** Start of RECORDED DATA **

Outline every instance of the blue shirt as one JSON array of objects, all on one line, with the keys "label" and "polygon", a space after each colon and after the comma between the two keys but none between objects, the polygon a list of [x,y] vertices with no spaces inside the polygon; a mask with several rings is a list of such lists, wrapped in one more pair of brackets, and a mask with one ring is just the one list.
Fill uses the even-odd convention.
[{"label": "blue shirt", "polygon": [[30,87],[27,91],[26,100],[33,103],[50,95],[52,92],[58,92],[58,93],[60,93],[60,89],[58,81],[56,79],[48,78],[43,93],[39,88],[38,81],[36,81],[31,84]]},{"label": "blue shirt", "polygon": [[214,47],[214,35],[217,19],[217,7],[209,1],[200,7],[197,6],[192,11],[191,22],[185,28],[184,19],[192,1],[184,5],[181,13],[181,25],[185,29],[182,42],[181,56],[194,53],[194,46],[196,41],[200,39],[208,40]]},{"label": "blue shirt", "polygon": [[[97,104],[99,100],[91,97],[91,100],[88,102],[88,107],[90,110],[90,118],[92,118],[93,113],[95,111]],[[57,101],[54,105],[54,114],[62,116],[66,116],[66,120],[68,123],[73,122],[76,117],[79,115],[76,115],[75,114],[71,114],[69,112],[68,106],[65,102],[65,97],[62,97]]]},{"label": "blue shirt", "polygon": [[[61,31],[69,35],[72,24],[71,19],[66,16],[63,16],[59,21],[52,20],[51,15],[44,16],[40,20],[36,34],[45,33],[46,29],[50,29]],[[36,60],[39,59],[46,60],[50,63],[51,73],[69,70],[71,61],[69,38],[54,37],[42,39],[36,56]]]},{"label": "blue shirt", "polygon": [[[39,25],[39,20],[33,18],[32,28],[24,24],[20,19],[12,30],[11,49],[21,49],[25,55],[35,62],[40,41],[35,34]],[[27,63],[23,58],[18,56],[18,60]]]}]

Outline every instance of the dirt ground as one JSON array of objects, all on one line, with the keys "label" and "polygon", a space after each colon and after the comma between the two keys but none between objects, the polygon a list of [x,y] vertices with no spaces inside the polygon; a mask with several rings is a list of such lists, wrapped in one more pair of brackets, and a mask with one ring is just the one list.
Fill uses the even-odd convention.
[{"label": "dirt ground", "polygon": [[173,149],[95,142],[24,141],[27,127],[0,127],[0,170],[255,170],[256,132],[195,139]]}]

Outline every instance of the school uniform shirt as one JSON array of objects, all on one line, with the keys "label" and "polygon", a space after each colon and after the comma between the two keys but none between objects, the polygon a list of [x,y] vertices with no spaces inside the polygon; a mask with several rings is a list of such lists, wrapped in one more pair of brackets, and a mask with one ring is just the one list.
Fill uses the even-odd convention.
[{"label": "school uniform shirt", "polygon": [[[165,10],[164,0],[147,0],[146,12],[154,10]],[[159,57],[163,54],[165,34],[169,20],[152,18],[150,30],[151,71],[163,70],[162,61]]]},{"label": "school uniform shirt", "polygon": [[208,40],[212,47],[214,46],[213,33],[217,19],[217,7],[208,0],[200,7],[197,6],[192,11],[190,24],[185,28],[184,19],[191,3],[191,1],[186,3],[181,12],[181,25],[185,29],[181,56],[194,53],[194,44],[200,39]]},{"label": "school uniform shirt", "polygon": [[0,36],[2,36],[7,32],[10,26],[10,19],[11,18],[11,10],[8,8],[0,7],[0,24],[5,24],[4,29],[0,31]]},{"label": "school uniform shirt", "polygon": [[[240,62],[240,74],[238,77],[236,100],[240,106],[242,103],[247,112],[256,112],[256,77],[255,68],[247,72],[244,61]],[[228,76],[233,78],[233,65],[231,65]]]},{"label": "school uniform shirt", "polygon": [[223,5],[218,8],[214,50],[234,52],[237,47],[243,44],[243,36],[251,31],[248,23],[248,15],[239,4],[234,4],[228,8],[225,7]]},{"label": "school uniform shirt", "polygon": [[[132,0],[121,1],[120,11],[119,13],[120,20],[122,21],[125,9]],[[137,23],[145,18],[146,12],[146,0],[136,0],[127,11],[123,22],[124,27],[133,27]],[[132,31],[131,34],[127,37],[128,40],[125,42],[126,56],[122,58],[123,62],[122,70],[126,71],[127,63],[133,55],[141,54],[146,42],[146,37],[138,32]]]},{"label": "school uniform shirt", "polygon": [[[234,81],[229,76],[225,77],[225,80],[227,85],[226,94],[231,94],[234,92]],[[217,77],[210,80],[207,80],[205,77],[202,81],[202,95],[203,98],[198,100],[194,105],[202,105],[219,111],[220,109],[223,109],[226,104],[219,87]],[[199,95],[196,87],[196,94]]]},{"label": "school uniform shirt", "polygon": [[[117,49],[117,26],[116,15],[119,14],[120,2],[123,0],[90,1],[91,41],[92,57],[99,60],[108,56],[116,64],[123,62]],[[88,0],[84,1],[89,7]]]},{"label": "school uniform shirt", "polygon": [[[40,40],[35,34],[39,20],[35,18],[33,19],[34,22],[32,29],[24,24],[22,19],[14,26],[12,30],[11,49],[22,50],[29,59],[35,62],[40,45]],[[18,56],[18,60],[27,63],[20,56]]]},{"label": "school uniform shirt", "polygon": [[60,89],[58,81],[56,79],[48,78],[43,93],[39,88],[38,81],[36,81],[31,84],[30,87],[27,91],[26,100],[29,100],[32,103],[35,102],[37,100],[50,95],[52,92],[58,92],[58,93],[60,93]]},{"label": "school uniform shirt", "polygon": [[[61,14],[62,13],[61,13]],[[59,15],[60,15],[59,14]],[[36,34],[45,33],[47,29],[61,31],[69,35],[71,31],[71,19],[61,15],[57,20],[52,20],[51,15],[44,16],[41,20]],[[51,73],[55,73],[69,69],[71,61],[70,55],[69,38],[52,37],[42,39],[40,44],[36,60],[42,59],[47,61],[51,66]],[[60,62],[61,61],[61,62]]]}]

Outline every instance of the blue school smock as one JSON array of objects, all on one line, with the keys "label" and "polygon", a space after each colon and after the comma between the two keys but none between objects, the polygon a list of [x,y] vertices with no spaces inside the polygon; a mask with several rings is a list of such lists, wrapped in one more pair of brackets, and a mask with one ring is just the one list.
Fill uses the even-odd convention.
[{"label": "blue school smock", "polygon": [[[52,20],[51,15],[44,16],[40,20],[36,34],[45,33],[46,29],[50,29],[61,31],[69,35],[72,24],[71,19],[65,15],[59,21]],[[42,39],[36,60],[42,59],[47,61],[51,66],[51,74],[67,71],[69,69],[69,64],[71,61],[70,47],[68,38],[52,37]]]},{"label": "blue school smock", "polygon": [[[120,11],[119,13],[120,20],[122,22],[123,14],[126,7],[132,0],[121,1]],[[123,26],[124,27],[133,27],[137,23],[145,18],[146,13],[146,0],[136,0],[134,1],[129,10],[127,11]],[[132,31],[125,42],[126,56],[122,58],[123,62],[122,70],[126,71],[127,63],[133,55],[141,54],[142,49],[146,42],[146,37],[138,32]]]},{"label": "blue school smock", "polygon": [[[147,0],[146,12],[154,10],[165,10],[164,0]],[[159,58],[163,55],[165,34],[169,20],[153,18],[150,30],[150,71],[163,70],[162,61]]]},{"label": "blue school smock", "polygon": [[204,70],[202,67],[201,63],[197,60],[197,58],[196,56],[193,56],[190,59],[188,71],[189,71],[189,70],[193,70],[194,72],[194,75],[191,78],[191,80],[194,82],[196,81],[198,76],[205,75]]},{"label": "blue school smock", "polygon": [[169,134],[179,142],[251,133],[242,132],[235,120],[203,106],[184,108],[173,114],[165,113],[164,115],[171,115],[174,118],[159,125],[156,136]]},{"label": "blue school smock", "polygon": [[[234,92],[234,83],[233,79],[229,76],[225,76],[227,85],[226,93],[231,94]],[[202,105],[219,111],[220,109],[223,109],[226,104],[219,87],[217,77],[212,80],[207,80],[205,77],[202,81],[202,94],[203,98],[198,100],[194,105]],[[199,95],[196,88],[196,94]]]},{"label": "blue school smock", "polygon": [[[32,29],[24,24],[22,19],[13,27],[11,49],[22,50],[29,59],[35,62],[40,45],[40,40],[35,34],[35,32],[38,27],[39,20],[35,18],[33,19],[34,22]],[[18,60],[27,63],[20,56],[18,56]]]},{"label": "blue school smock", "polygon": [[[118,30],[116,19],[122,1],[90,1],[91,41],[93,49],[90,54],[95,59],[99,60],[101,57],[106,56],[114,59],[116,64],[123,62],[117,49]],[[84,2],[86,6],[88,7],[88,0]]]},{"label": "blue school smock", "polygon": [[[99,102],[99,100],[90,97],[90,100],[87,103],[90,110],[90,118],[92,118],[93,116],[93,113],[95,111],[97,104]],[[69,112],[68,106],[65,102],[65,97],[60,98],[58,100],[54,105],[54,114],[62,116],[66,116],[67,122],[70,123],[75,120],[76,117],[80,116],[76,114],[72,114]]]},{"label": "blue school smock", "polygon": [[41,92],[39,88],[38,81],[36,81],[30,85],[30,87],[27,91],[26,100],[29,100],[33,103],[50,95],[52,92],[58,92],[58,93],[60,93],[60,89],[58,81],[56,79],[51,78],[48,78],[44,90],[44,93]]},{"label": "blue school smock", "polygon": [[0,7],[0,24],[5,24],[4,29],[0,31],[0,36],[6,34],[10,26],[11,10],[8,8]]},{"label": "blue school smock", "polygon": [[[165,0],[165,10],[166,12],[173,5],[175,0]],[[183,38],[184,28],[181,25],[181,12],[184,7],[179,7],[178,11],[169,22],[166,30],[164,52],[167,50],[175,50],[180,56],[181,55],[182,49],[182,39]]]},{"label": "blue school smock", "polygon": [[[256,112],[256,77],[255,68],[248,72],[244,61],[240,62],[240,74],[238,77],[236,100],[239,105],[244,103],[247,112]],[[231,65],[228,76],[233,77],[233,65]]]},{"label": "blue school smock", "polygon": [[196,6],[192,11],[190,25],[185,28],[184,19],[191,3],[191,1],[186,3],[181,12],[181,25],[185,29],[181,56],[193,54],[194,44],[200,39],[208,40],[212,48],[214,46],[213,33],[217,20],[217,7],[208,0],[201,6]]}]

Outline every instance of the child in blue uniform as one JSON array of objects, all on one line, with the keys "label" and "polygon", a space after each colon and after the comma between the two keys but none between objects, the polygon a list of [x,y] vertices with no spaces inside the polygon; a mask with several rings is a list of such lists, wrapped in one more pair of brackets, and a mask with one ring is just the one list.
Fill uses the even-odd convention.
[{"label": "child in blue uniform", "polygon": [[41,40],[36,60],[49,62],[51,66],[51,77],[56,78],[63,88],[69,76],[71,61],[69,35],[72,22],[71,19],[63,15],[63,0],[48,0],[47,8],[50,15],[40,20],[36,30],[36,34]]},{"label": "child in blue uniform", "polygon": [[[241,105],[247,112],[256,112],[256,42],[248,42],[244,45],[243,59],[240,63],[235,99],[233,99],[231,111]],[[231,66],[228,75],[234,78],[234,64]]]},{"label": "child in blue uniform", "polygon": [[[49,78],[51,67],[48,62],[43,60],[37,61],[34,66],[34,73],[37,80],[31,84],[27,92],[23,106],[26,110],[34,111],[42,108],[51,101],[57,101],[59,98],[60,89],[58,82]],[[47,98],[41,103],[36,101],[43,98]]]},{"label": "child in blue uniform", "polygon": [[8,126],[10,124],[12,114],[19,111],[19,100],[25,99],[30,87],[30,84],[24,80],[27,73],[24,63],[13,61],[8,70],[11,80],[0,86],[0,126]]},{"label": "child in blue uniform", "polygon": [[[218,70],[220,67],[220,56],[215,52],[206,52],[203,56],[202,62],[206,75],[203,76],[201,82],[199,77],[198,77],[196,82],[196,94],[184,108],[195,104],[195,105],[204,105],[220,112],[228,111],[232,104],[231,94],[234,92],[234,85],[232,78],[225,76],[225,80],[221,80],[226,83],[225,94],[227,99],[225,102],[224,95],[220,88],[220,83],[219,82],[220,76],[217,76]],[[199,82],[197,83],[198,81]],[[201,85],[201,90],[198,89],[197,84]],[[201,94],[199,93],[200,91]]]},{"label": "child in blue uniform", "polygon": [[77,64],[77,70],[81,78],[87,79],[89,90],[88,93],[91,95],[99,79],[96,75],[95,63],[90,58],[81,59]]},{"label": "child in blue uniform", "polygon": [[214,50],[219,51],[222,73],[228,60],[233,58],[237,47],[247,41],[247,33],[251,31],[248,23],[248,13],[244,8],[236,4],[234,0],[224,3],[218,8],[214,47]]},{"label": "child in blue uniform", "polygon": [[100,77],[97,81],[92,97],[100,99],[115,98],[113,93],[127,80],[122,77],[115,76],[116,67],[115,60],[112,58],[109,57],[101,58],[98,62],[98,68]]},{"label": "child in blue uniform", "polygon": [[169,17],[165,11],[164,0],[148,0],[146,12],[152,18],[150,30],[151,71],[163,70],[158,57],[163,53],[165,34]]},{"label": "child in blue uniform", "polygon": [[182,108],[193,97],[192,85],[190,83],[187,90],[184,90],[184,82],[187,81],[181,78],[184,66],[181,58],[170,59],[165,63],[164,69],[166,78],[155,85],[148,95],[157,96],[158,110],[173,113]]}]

** End of RECORDED DATA **

● **YOUR GOAL**
Extract each line of the records that contains the string "ground", copying the lines in the order they appear.

● **IN RESPONSE**
Outline every instance of the dirt ground as one JSON array of objects, all on one line, with the keys "label" and "polygon", a space after each colon and after the comma between the two keys but none between objects, the polygon a list of [x,y] vertices with no spaces inside the polygon; a mask with several rings is a list of such lists, wrapped in one more pair of brackets, and a mask with one ring is just the one list.
[{"label": "dirt ground", "polygon": [[173,149],[95,142],[24,141],[27,127],[0,127],[0,170],[255,170],[256,132],[195,139]]}]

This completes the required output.